RECORDS FOR THIS TASK -
--------------------------------
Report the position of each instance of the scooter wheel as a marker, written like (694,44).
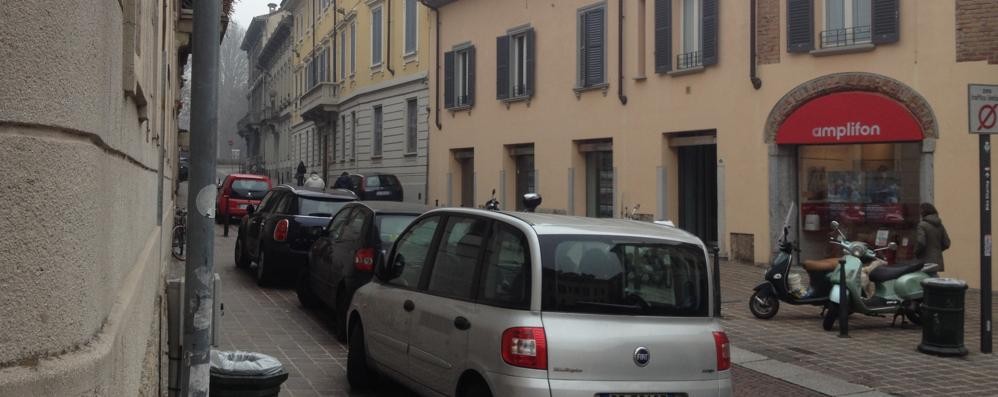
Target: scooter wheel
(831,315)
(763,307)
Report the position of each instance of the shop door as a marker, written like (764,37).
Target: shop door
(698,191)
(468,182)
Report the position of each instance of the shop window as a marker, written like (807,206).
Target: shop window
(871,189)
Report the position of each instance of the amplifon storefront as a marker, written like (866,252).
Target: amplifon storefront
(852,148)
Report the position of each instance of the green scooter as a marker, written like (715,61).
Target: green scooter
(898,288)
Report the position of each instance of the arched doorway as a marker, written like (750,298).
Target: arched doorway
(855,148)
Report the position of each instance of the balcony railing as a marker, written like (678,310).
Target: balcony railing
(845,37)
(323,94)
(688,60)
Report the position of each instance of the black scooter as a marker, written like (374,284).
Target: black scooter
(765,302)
--------------------------------
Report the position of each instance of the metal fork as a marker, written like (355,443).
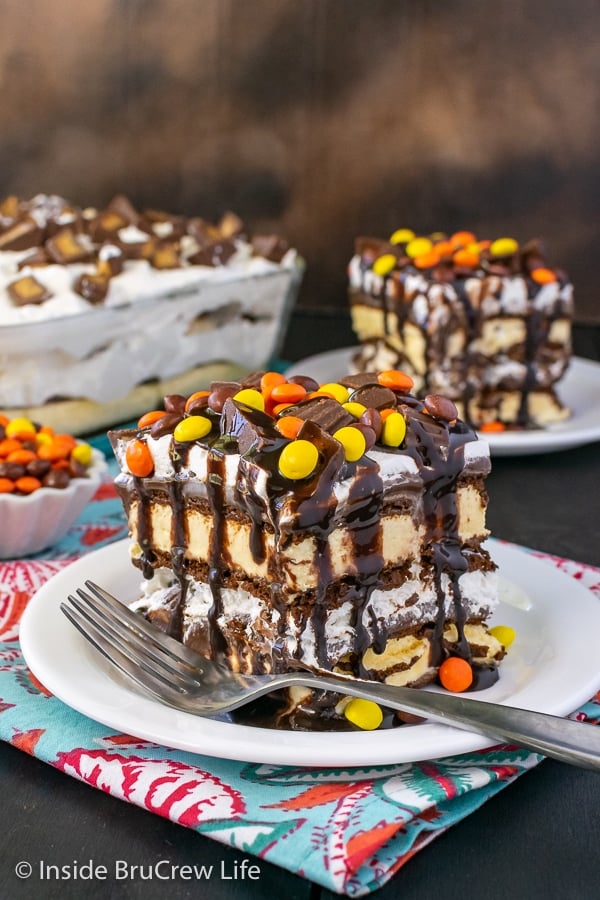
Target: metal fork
--------------------------------
WRITTEN TASK - Copy out each line above that contains the word "railing".

EXERCISE RESULT -
Report the position of each instance of the balcony railing as a marker, written like (678,310).
Target: balcony railing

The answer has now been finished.